Convert every line of the data below into a numbered list, omitting any blank lines.

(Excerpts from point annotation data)

╔══

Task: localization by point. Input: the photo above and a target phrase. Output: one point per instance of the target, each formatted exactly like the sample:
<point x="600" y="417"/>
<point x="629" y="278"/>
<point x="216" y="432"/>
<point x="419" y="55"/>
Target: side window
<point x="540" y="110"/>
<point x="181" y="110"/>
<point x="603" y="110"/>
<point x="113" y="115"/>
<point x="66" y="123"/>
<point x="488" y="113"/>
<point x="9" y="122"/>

╚══

_WRITTEN REPLY_
1. Task: localization by point. Input: the photo above and a target phrase. Output: one point per instance of the target, each formatted exactly like the sample:
2. <point x="600" y="417"/>
3. <point x="629" y="278"/>
4. <point x="216" y="432"/>
5. <point x="419" y="55"/>
6. Target: side window
7. <point x="540" y="110"/>
8. <point x="181" y="110"/>
9. <point x="603" y="110"/>
10. <point x="113" y="115"/>
11. <point x="66" y="123"/>
12. <point x="488" y="113"/>
13. <point x="9" y="122"/>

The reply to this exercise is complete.